Begin Data provided

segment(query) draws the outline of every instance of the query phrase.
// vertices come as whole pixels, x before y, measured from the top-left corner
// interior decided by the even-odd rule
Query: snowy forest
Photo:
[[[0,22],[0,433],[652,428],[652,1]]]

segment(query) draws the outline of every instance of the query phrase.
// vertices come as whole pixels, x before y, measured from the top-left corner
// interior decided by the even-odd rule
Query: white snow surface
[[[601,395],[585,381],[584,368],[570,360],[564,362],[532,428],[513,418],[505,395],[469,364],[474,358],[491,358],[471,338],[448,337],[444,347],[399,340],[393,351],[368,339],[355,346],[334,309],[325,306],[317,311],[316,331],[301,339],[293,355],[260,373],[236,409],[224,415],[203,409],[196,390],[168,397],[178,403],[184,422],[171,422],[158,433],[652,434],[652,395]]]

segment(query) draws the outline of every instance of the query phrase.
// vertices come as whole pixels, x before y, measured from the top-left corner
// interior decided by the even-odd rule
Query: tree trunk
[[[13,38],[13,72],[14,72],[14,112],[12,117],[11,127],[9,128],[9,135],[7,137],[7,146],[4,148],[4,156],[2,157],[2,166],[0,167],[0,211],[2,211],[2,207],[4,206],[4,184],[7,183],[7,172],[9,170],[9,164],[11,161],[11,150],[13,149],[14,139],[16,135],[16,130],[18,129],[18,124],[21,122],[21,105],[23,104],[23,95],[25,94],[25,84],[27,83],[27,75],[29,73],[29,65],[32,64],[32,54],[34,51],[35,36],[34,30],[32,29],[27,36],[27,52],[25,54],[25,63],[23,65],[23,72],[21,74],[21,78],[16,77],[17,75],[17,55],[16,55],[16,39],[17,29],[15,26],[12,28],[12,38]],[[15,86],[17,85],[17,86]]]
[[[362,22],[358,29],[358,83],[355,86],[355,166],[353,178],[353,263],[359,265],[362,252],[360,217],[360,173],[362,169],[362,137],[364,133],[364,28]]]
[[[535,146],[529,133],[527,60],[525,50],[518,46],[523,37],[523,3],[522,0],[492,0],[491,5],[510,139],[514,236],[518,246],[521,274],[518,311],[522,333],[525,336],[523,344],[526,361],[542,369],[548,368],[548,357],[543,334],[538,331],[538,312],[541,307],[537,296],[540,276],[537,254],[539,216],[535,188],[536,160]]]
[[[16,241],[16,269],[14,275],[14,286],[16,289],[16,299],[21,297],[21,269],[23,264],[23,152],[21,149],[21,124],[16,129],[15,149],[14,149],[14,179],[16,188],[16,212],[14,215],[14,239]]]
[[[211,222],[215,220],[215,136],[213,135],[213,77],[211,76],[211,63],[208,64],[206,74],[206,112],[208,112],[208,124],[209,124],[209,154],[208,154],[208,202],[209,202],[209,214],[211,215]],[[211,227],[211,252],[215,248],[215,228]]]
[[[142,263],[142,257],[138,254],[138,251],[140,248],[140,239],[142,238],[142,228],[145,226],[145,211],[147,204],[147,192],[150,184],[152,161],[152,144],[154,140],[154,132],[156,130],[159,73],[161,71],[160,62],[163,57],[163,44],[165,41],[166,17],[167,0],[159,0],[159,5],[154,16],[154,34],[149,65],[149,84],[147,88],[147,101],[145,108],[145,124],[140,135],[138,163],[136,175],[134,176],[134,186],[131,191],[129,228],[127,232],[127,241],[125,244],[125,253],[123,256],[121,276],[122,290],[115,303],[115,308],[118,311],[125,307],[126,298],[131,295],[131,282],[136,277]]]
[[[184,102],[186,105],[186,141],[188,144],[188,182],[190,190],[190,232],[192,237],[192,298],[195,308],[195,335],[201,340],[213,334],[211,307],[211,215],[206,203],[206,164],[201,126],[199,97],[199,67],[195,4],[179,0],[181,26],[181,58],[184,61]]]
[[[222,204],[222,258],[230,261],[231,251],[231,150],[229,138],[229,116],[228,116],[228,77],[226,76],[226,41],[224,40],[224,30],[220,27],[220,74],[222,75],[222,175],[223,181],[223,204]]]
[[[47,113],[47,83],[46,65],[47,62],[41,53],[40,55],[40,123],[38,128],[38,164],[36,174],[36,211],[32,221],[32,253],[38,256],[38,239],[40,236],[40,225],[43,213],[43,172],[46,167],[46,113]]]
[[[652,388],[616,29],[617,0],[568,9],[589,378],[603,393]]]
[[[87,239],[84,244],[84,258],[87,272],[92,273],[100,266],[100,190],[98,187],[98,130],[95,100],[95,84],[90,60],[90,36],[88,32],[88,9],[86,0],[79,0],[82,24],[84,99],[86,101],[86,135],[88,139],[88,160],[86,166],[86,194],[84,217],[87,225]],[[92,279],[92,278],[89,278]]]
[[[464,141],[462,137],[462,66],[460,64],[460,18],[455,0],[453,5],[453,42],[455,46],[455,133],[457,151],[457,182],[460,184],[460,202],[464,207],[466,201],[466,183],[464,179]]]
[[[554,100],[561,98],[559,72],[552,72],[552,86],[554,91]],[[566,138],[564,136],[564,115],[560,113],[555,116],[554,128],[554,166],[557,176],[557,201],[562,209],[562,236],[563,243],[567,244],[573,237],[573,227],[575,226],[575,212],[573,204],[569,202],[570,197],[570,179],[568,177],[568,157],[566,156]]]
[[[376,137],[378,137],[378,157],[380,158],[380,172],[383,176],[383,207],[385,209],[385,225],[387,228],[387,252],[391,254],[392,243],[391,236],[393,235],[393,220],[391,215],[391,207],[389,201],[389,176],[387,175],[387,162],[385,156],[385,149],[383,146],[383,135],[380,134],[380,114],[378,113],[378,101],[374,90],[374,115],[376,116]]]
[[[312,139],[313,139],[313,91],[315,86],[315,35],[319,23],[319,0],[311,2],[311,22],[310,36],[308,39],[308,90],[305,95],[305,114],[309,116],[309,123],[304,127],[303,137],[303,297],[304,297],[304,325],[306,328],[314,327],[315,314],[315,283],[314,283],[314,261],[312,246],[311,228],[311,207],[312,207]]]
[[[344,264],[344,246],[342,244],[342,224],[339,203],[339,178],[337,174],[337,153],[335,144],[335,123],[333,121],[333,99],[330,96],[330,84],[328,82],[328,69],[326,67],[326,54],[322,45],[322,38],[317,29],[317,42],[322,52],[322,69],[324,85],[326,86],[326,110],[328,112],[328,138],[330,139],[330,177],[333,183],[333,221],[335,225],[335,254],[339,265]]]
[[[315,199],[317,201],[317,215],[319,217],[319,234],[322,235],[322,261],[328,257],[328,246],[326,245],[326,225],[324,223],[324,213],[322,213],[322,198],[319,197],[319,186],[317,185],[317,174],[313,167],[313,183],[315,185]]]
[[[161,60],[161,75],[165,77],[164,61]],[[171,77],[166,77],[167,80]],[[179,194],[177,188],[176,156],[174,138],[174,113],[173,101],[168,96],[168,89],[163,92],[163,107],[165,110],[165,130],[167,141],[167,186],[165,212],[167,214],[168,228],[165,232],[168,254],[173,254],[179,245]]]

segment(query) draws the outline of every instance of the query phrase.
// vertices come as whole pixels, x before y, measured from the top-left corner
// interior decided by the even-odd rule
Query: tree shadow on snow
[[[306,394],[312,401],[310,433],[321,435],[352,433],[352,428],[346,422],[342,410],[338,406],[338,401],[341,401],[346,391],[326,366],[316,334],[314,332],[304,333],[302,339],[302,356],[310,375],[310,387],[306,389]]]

End Data provided

Goal of the exercise
Your task is to extract all of the records exactly.

Completed exercise
segment(query) draws the outline of every instance of the query phrase.
// vertices come as whole pixels, x before y, measured from the top-left corner
// interior decided by the even-odd rule
Query: snowy forest
Photo:
[[[0,22],[0,433],[652,428],[652,1]]]

segment(query) draws the outline of every instance of the query phrase.
// vertices come as whole pixels, x before y, measured from the top-left corner
// interior decided by the even-odd rule
Query: white snow surface
[[[601,395],[585,381],[584,368],[570,360],[564,362],[532,428],[513,418],[505,395],[469,364],[474,358],[491,358],[471,338],[448,337],[444,347],[399,340],[393,351],[368,339],[355,346],[334,309],[325,306],[317,311],[316,331],[301,339],[293,355],[260,373],[236,409],[224,415],[203,409],[196,390],[168,397],[178,403],[184,422],[171,422],[158,433],[652,434],[652,395]]]

segment(query) draws the outline of every instance of the query phrase.
// vertices come as whole pixels, x before y, measured from the top-left corner
// interior decided by the even-odd rule
Query: tree trunk
[[[13,38],[13,72],[14,72],[14,112],[12,117],[11,127],[9,128],[9,135],[7,137],[7,146],[4,148],[4,156],[2,157],[2,166],[0,167],[0,211],[2,211],[2,207],[4,206],[4,184],[7,183],[7,172],[9,170],[9,164],[11,161],[11,150],[13,149],[14,139],[16,135],[16,130],[18,129],[18,124],[21,122],[21,105],[23,104],[23,95],[25,94],[25,84],[27,83],[27,75],[29,73],[29,65],[32,64],[32,54],[34,51],[35,36],[34,30],[32,29],[27,36],[27,52],[25,54],[25,63],[23,65],[23,72],[21,74],[21,78],[16,77],[17,75],[17,55],[16,55],[16,39],[17,29],[15,26],[12,28],[12,38]],[[15,86],[17,85],[17,86]]]
[[[362,22],[358,29],[358,83],[355,86],[355,166],[353,178],[353,263],[359,265],[362,252],[360,217],[360,173],[362,169],[362,137],[364,133],[364,28]]]
[[[535,146],[529,133],[527,60],[525,50],[518,46],[523,37],[523,3],[522,0],[492,0],[491,5],[510,139],[514,236],[518,246],[521,274],[518,311],[522,333],[525,336],[523,344],[526,361],[542,369],[548,368],[548,357],[543,334],[538,331],[538,312],[541,307],[537,296],[540,276],[537,254],[539,216],[535,188],[536,160]]]
[[[16,241],[16,269],[14,275],[14,286],[16,289],[16,299],[21,297],[21,269],[23,264],[23,152],[21,149],[21,124],[16,129],[15,149],[14,149],[14,179],[16,188],[16,212],[14,215],[14,239]]]
[[[211,222],[215,220],[215,136],[213,135],[213,77],[211,76],[211,63],[208,64],[206,74],[206,112],[208,112],[208,124],[209,124],[209,154],[208,154],[208,202],[209,202],[209,214],[211,215]],[[211,227],[211,252],[215,248],[215,228]]]
[[[142,263],[142,257],[138,254],[138,251],[140,248],[140,239],[142,238],[142,228],[145,226],[145,211],[147,204],[147,192],[150,184],[152,161],[152,144],[154,140],[154,132],[156,130],[159,73],[161,71],[160,62],[163,57],[163,44],[165,41],[166,17],[167,0],[159,0],[159,5],[154,16],[154,34],[149,65],[149,84],[147,88],[147,101],[145,108],[145,124],[140,135],[138,163],[136,175],[134,176],[134,186],[131,191],[129,228],[127,232],[127,241],[125,244],[125,253],[123,256],[121,276],[122,290],[115,303],[115,308],[118,311],[125,307],[126,298],[131,295],[131,282],[136,277]]]
[[[184,102],[186,105],[186,141],[188,144],[188,182],[190,190],[190,232],[192,237],[192,298],[195,308],[195,335],[201,340],[213,334],[211,307],[211,215],[206,203],[206,164],[201,126],[199,97],[199,67],[195,4],[179,0],[181,26],[181,58],[184,61]]]
[[[222,204],[222,258],[230,261],[231,251],[231,150],[229,138],[229,116],[228,116],[228,77],[226,76],[226,41],[224,40],[224,30],[220,27],[220,74],[222,75],[222,175],[223,181],[223,204]]]
[[[47,113],[47,83],[46,65],[47,62],[41,53],[40,55],[40,123],[38,128],[38,164],[36,174],[36,211],[32,221],[32,253],[38,256],[38,239],[40,236],[40,225],[43,213],[43,172],[46,167],[46,113]]]
[[[652,388],[616,29],[617,0],[568,9],[589,378],[603,393]]]
[[[87,239],[84,244],[84,258],[87,272],[92,273],[100,266],[100,190],[98,187],[98,130],[95,100],[95,84],[90,60],[90,36],[88,32],[88,9],[86,0],[79,0],[82,24],[84,99],[86,101],[86,135],[88,139],[88,160],[86,166],[86,194],[84,217],[87,225]],[[92,279],[92,278],[89,278]]]
[[[464,141],[462,137],[462,66],[460,64],[460,18],[455,0],[453,5],[453,42],[455,46],[455,133],[457,151],[457,182],[460,184],[460,202],[464,207],[466,201],[466,183],[464,179]]]
[[[554,100],[561,98],[559,72],[552,72],[552,86],[554,91]],[[566,138],[564,136],[564,115],[560,113],[555,116],[554,128],[554,166],[557,176],[557,201],[562,209],[562,236],[563,243],[567,244],[573,237],[573,227],[575,226],[575,212],[573,204],[569,202],[570,197],[570,179],[568,177],[568,157],[566,156]]]
[[[376,137],[378,137],[378,157],[380,158],[380,172],[383,176],[383,207],[385,209],[385,225],[387,228],[387,252],[391,254],[392,243],[391,236],[393,235],[393,220],[391,215],[391,207],[389,201],[389,176],[387,175],[387,162],[385,156],[385,149],[383,146],[383,135],[380,134],[380,114],[378,113],[378,101],[374,90],[374,115],[376,116]]]
[[[312,139],[313,139],[313,91],[315,86],[315,35],[319,23],[319,0],[311,2],[311,22],[310,36],[308,39],[308,90],[305,95],[305,114],[309,116],[309,123],[304,127],[303,137],[303,297],[304,297],[304,325],[306,328],[314,327],[315,314],[315,283],[314,283],[314,261],[312,246],[311,228],[311,207],[312,207]]]
[[[344,264],[344,246],[342,244],[342,224],[339,203],[339,178],[337,174],[337,153],[335,144],[335,123],[333,121],[333,99],[330,96],[330,84],[328,82],[328,69],[326,67],[326,54],[322,45],[322,38],[317,29],[317,42],[322,52],[322,69],[324,85],[326,86],[326,110],[328,112],[328,138],[330,139],[330,177],[333,183],[333,221],[335,225],[335,254],[339,265]]]
[[[315,199],[317,201],[317,215],[319,217],[319,234],[322,235],[322,261],[328,257],[328,246],[326,245],[326,225],[324,223],[324,213],[322,213],[322,198],[319,197],[319,186],[317,185],[317,174],[313,167],[313,183],[315,185]]]
[[[161,60],[161,75],[165,77],[164,61]],[[171,77],[166,77],[167,80]],[[179,194],[177,188],[176,156],[174,138],[174,113],[173,101],[168,96],[168,89],[163,92],[163,107],[165,110],[165,130],[167,141],[167,186],[165,212],[167,214],[168,228],[165,232],[168,254],[173,254],[179,245]]]

segment(query) draws the outline of every instance of the query phrase.
// vertices come as whole pixels, x before y, measured from the top-left corner
// interior decided by the even-odd rule
Query: tree shadow on snow
[[[306,394],[312,401],[310,433],[321,435],[352,433],[352,428],[346,422],[342,410],[338,406],[338,401],[341,401],[346,391],[326,366],[316,334],[314,332],[304,333],[302,339],[302,356],[310,375],[310,387],[306,389]]]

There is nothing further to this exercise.